Document section:
— START —
Indraprastha Gas Ltd (IGL) revealed a mixed financial performance for the quarter and year ended March 31, 2026. Standalone income for the fourth quarter rose 5.74% year-on-year to ₹4,685.75 crores, but net profit dropped sharply by 20.66% to ₹277.08 crores.

For the full fiscal year, while total income grew 8.41% to ₹18,329.68 crores, standalone net profit declined 7.05% to ₹1,364.10 crores. This annual profit decrease was primarily driven by expenses increasing at a faster rate than revenue. Consolidated figures mirrored this trend, with net profit standing at ₹338.75 crores for the quarter and ₹1,543.51 crores for the year. The company's board recommended a final dividend of 75% (₹1.50 per share).
— END —
Box annotations for the photos:
— START —
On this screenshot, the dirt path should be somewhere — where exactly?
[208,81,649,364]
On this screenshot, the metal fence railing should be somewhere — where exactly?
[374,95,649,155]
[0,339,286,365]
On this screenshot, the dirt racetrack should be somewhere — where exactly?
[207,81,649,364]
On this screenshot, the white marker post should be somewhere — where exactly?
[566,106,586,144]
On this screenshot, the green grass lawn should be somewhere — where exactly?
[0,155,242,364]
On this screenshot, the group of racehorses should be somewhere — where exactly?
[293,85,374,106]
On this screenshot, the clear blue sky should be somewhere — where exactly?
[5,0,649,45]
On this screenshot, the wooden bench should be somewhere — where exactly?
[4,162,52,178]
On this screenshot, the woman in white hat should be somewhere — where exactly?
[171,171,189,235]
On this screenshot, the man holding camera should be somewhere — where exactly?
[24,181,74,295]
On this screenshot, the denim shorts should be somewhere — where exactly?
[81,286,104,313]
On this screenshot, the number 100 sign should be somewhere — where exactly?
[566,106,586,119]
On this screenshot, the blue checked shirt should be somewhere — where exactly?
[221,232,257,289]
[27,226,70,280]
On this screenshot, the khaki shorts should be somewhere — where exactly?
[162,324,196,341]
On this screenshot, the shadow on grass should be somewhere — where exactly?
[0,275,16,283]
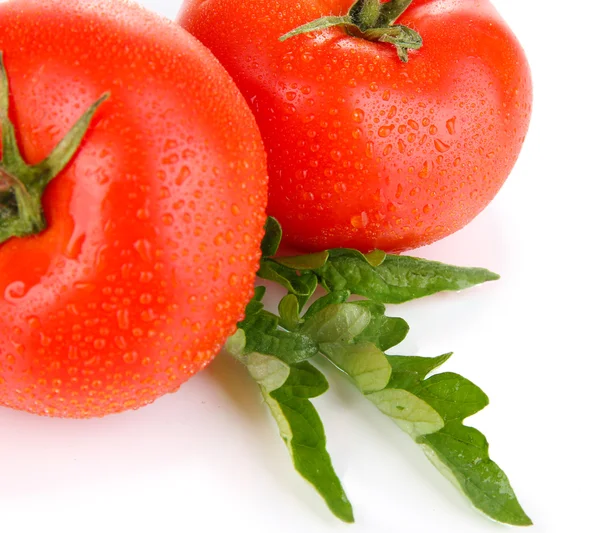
— END —
Goal: Please return the portion of the report on Indraprastha Gas Ltd's results between "Indraprastha Gas Ltd" and "(₹1.50 per share).", inclusive, copied word for word. The material plays no part in what is asked here.

Solution to this exercise:
Indraprastha Gas Ltd (IGL) revealed a mixed financial performance for the quarter and year ended March 31, 2026. Standalone income for the fourth quarter rose 5.74% year-on-year to ₹4,685.75 crores, but net profit dropped sharply by 20.66% to ₹277.08 crores.

For the full fiscal year, while total income grew 8.41% to ₹18,329.68 crores, standalone net profit declined 7.05% to ₹1,364.10 crores. This annual profit decrease was primarily driven by expenses increasing at a faster rate than revenue. Consolidated figures mirrored this trend, with net profit standing at ₹338.75 crores for the quarter and ₹1,543.51 crores for the year. The company's board recommended a final dividend of 75% (₹1.50 per share).